> [Le consegne]:
A - Per ognuna delle affermazioni seguenti stabilisci se concorda con l'articolo su monsignor Bettazzi. Rispondi sì o no e cita alla lettera le parole del testo che lo decidono.
(i) Bettazzi fu vescovo di Ivrea per 33 anni.
(ii) Gli altri 42 vescovi firmatari del Patto delle Catacombe venivano in maggioranza dall'Europa.
(iii) Bettazzi è morto la sera di domenica 16 luglio.
B - Trascrivi fedelmente il passo dell'articolo su monsignor Bettazzi che comincia con «Monsignor Luigi Bettazzi, 99» e prosegue fino a «domenica 16 luglio.».

> [Testo citato]:
•••

È morto monsignor Bettazzi, voce di pace e ultimo padre italiano del Concilio
Avrebbe compiuto cento anni a novembre, le condizioni di salute si erano aggravate nell'ultimo periodo. Aveva partecipato al Concilio Vaticano II a fianco al cardinale Lercaro, di cui era stato ausiliare. Per 33 anni vescovo di Ivrea, per 17 presidente di Pax Christi, è stato autore di diverse pubblicazioni e fautore del dialogo anche con i non credenti
Salvatore Cernuzio - Città del Vaticano
Voleva essere chiamato “padre”, in virtù dell’impegno preso nel Patto delle Catacombe, unico firmatario italiano insieme ad altri 42 vescovi principalmente dell'America latina, a realizzare una “Chiesa povera”, scevra da titoli, lussi e onorificenze.
Monsignor Luigi Bettazzi, 99 anni, cento il 26 novembre prossimo, trentatré dei quali vescovo di Ivrea (1966-1999), uno degli ultimi padri conciliari viventi, è morto all'alba di oggi domenica 16 luglio.
Le preghiere
Le sue condizioni di salute si erano aggravate negli ultimi giorni, tanto che l’attuale vescovo di Ivrea, Edoardo Cerrato, aveva invitato i fedeli, i sacerdoti e le persone a lui vicine a pregare: “Accompagniamo monsignor Bettazzi che si sta avviando lucidamente al tramonto terreno.

•••

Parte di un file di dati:
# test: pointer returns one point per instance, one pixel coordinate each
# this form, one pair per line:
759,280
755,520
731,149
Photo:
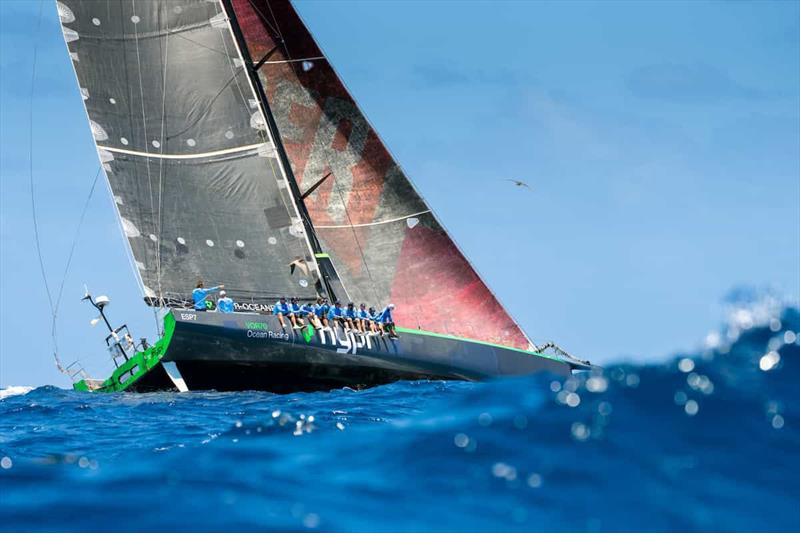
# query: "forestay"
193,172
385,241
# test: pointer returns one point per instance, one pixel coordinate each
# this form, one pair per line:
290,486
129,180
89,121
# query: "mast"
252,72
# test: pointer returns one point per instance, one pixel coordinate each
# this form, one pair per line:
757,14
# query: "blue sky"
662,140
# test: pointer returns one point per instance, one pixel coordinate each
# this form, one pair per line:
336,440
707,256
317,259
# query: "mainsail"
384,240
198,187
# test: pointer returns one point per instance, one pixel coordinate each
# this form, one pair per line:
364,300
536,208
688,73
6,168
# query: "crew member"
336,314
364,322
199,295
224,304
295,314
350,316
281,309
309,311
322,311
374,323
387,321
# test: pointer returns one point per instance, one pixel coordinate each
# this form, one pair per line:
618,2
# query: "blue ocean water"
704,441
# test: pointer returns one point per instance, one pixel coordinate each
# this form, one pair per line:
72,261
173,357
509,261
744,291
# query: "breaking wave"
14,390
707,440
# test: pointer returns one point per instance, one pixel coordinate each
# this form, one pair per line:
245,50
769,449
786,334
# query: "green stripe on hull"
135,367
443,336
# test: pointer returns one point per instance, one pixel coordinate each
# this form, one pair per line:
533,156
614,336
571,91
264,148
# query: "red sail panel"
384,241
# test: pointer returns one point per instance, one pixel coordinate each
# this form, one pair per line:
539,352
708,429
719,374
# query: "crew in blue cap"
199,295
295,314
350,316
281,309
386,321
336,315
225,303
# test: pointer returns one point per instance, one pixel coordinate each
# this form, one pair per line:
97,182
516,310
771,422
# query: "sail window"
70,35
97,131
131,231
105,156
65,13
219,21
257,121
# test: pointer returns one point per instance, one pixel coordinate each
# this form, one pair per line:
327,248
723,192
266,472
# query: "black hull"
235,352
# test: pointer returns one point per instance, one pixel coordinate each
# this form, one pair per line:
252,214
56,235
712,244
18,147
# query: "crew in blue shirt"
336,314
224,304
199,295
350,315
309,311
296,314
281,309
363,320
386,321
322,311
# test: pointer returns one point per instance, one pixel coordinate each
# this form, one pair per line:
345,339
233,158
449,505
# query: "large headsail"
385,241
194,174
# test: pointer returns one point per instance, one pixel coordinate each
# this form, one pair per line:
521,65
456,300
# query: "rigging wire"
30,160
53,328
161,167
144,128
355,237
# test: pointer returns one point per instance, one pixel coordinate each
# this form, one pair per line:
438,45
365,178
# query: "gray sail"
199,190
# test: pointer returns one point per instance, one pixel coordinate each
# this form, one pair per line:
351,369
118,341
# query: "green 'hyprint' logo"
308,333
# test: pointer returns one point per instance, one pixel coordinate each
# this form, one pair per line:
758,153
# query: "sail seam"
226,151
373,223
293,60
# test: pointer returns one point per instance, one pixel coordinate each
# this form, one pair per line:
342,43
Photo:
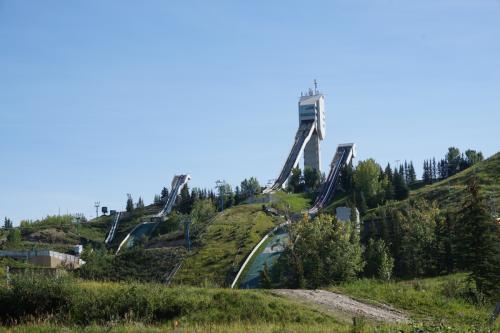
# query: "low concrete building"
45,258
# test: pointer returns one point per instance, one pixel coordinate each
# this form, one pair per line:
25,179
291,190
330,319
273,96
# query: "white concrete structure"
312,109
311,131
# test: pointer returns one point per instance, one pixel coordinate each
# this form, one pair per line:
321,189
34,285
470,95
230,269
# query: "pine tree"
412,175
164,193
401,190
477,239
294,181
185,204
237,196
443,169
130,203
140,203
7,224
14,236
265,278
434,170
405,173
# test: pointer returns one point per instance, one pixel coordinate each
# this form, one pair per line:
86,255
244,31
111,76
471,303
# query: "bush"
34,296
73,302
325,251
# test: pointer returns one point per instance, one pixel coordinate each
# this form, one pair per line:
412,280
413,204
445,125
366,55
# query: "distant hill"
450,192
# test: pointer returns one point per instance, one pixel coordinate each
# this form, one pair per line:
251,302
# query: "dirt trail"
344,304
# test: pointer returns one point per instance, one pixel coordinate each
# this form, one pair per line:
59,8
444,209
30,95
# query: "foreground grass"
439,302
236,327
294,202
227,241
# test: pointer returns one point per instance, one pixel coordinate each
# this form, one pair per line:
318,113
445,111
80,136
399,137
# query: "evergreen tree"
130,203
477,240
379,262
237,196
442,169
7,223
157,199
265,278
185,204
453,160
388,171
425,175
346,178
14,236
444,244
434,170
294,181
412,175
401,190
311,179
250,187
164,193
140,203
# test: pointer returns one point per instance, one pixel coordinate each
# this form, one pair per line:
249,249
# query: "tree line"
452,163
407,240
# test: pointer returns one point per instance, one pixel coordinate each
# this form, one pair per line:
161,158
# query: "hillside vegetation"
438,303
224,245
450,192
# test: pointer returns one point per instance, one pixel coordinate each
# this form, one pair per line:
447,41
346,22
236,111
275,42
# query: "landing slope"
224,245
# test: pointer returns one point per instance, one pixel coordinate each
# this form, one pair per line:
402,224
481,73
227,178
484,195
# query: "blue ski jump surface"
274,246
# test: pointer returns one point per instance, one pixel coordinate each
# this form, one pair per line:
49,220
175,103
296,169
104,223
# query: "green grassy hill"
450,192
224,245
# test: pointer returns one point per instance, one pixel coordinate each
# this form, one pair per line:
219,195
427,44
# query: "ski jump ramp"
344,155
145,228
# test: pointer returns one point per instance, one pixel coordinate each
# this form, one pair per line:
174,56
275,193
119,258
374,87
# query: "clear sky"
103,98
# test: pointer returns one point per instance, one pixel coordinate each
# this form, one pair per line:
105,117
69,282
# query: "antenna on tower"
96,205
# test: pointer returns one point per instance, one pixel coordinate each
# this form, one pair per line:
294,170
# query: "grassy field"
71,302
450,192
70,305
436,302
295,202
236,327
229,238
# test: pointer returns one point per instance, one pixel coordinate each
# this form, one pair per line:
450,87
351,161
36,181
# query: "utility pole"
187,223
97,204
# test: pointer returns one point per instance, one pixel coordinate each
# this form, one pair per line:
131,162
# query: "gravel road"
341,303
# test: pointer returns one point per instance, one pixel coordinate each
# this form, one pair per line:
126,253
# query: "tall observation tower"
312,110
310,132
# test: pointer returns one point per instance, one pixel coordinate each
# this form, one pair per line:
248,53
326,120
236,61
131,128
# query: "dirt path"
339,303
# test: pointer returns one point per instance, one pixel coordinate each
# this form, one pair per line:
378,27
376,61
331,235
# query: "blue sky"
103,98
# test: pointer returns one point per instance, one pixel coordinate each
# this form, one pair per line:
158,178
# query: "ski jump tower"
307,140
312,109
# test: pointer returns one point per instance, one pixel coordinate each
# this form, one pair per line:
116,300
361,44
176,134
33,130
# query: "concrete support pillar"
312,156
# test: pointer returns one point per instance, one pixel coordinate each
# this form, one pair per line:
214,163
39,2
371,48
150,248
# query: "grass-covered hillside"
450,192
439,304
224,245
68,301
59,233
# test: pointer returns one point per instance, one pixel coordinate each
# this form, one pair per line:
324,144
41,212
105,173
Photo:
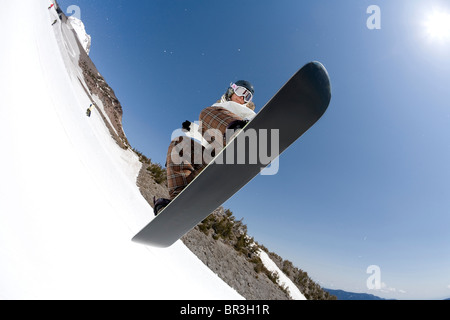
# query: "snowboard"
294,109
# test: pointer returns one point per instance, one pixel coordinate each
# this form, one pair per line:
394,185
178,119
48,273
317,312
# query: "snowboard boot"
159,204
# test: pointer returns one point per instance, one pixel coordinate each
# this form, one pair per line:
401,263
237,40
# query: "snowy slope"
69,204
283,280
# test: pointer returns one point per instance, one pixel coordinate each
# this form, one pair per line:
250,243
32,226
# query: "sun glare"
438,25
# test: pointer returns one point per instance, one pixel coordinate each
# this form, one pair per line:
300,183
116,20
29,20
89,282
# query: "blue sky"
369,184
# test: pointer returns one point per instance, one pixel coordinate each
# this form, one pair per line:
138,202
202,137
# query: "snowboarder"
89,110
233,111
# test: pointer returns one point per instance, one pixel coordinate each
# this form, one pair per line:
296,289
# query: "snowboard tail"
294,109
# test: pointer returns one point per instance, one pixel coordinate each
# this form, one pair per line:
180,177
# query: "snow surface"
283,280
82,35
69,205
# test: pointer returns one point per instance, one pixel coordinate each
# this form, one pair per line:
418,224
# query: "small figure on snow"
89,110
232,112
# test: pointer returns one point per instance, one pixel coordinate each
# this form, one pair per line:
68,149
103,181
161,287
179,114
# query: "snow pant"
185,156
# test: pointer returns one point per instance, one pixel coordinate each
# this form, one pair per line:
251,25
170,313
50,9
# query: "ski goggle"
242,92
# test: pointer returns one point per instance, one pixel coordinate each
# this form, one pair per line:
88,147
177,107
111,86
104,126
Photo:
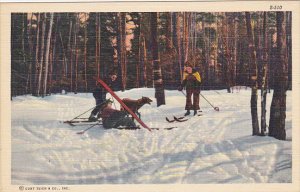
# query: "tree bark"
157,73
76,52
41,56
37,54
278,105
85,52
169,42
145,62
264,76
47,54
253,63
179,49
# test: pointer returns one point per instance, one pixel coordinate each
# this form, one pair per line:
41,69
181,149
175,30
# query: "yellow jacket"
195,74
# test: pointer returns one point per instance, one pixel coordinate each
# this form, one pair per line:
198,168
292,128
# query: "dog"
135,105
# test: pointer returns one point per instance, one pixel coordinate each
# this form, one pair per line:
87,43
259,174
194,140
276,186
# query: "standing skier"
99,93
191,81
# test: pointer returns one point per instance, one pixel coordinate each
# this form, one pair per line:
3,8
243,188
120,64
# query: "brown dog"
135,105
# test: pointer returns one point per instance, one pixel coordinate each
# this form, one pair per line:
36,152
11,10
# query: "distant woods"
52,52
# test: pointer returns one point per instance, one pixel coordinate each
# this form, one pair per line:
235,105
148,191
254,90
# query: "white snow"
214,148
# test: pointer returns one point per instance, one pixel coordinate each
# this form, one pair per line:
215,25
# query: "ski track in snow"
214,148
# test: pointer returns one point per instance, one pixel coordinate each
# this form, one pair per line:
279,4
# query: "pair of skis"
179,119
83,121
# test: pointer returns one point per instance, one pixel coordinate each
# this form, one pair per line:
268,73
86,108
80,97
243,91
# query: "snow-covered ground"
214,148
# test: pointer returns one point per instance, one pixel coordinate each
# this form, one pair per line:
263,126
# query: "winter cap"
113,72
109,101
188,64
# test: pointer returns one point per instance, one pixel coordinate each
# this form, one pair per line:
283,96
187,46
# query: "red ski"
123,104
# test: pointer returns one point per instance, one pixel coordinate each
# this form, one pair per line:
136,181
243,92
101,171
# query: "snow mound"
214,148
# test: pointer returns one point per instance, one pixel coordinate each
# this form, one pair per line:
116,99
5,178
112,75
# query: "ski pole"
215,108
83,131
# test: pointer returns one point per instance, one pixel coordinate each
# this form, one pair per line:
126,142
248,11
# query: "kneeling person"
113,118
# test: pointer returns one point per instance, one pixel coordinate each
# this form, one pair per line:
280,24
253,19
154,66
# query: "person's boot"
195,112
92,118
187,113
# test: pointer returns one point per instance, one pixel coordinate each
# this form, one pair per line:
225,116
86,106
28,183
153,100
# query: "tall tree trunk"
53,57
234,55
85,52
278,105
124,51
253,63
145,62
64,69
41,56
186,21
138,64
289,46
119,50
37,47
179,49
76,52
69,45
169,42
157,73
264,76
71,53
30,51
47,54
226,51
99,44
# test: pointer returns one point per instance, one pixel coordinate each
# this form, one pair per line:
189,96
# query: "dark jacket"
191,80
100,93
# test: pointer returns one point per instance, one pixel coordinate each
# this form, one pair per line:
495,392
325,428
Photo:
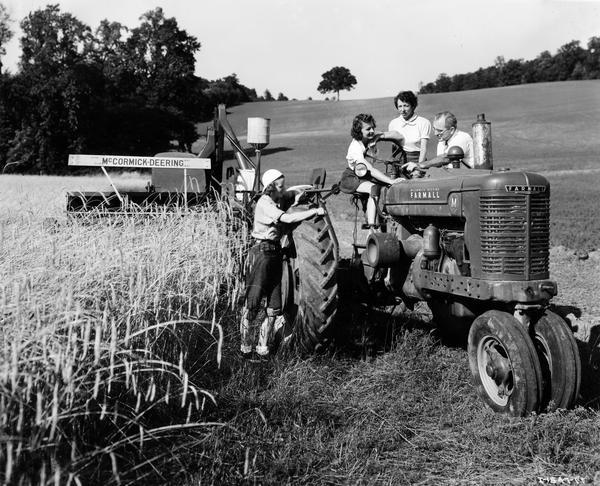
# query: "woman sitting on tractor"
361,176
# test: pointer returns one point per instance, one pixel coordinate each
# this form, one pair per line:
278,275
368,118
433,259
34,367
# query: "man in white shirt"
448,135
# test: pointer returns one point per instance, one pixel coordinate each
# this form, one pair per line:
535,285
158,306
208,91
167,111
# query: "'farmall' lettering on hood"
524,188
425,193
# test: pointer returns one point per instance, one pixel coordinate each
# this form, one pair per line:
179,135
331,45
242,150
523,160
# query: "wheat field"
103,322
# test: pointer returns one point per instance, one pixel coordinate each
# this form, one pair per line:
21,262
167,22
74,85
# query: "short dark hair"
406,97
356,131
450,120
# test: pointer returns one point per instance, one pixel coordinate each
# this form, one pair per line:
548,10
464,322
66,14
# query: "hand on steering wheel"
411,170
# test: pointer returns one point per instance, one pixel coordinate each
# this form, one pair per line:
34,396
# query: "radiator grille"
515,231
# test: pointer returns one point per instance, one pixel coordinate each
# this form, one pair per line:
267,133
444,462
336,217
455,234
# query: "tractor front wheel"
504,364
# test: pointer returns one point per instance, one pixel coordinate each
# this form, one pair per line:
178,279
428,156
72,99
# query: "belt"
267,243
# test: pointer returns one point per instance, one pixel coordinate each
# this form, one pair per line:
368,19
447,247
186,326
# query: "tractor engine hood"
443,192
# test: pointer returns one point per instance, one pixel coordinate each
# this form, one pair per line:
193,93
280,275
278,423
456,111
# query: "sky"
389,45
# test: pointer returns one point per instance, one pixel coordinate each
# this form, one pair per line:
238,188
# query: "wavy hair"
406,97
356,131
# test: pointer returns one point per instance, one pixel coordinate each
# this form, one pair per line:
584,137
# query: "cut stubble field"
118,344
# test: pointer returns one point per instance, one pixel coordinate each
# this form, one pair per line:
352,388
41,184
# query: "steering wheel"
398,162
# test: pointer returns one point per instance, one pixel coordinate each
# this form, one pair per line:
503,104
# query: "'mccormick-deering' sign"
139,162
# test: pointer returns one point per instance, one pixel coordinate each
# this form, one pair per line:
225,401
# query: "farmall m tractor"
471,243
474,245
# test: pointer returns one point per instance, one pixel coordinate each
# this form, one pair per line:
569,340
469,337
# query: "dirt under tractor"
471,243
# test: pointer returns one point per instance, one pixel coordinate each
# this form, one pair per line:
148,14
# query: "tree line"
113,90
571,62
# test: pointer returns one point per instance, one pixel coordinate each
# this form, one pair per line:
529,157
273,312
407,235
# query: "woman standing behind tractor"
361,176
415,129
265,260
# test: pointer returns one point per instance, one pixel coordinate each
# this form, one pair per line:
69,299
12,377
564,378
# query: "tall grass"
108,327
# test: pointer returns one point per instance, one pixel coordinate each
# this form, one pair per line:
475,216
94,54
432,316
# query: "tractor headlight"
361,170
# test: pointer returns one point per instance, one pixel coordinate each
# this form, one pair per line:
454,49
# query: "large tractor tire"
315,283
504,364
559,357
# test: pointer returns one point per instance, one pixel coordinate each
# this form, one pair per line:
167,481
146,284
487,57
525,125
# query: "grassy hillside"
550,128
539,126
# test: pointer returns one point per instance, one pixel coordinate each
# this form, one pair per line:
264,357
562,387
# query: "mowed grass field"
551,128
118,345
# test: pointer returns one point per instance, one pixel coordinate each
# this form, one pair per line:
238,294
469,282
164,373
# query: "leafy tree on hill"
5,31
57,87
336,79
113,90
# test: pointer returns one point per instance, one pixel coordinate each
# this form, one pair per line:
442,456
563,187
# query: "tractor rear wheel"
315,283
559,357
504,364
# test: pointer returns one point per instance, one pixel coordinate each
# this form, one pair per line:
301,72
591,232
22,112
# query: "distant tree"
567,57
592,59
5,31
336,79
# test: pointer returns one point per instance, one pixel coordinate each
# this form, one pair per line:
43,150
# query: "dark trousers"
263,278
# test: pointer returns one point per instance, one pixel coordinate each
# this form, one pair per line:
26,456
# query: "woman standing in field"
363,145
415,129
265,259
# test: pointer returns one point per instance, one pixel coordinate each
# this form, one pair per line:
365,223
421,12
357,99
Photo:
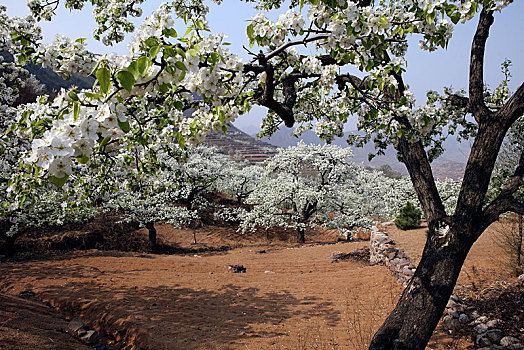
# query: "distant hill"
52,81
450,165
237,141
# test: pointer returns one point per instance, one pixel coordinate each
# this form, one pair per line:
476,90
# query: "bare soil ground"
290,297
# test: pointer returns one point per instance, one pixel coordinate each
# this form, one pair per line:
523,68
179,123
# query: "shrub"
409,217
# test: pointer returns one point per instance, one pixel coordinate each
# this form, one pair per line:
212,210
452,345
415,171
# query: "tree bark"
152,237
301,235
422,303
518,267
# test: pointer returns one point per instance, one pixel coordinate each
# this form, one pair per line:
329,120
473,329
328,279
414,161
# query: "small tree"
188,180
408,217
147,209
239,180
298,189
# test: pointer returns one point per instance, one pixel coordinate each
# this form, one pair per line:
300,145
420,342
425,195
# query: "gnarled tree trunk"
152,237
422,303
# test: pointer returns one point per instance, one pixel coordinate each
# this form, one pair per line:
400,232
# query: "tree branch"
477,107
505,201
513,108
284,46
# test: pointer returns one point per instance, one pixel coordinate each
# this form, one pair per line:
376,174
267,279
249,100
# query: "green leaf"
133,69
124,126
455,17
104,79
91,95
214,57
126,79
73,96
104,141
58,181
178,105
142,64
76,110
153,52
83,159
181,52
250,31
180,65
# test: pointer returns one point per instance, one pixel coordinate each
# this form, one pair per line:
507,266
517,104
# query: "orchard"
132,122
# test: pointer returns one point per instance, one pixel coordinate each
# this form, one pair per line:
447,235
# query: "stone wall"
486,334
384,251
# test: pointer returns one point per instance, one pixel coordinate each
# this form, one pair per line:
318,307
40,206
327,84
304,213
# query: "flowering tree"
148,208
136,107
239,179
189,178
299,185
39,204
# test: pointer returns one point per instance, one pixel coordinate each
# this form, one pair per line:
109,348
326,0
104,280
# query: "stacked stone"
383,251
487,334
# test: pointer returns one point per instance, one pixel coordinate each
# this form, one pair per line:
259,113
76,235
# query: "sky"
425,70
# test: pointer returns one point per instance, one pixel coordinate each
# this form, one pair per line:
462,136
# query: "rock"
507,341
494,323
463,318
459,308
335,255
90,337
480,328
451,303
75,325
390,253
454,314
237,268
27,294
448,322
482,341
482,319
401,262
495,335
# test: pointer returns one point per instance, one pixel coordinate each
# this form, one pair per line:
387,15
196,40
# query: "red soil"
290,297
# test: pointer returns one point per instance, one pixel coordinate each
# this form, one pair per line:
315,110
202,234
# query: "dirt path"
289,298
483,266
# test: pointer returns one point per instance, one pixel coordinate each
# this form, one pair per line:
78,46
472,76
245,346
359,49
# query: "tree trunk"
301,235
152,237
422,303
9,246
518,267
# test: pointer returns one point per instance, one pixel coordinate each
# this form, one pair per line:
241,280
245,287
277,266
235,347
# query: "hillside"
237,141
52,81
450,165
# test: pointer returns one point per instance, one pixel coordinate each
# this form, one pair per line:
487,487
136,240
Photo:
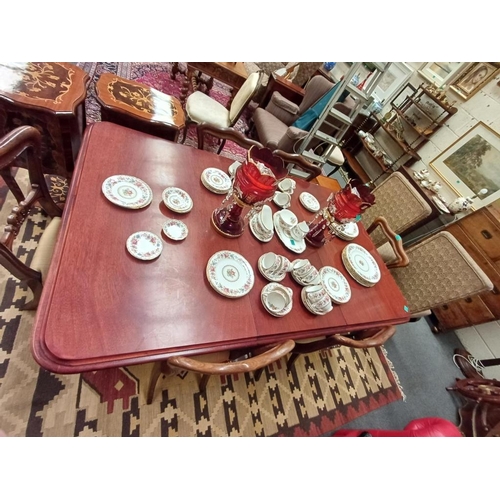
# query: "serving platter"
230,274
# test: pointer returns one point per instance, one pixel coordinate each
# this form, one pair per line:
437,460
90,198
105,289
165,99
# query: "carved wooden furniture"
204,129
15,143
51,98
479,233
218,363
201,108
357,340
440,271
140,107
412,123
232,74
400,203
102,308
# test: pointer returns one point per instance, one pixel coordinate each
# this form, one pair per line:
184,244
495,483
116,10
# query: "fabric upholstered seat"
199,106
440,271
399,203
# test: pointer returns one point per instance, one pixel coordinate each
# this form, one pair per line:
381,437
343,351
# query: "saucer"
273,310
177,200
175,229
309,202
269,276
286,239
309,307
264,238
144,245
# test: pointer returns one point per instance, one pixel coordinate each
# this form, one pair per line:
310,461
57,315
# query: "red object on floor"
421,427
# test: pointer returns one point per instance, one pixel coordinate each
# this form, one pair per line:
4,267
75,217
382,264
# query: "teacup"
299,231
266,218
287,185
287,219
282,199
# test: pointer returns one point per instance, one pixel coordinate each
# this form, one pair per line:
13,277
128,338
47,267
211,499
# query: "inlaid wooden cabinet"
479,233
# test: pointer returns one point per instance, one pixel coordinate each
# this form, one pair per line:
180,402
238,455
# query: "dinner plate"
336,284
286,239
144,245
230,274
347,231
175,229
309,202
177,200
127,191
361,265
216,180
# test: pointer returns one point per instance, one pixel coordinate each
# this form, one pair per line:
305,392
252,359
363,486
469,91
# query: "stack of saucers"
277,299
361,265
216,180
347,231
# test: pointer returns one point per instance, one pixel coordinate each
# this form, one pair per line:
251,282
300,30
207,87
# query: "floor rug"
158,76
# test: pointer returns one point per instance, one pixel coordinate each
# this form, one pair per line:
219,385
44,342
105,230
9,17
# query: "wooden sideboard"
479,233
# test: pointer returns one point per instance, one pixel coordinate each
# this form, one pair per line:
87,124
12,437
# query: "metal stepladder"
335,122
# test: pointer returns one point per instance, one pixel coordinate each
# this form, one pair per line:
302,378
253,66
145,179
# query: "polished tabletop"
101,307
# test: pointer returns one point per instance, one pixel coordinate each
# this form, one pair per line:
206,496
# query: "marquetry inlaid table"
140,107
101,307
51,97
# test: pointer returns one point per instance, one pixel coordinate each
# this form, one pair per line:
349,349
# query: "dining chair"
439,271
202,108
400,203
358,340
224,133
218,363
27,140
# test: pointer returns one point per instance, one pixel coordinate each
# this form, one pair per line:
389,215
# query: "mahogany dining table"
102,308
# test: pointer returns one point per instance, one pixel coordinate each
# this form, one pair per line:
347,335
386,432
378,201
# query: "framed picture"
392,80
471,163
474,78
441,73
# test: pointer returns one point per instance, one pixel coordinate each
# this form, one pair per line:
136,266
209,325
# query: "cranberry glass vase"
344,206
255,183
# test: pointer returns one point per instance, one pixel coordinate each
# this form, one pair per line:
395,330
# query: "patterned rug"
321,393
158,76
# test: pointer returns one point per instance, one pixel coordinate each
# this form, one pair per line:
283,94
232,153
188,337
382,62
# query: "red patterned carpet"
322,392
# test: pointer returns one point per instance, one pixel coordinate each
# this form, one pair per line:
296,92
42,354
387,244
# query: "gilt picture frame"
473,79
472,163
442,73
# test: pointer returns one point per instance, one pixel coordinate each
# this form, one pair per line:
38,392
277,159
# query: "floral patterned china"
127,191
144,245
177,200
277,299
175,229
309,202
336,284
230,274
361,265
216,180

•••

> [Soluzioni]:
A -
(i) Sì: «Per 33 anni vescovo di Ivrea».
(ii) No: «principalmente dell'America latina».
(iii) No: «è morto all'alba di oggi domenica 16 luglio».

B -
Monsignor Luigi Bettazzi, 99 anni, cento il 26 novembre prossimo, trentatré dei quali vescovo di Ivrea (1966-1999), uno degli ultimi padri conciliari viventi, è morto all'alba di oggi domenica 16 luglio.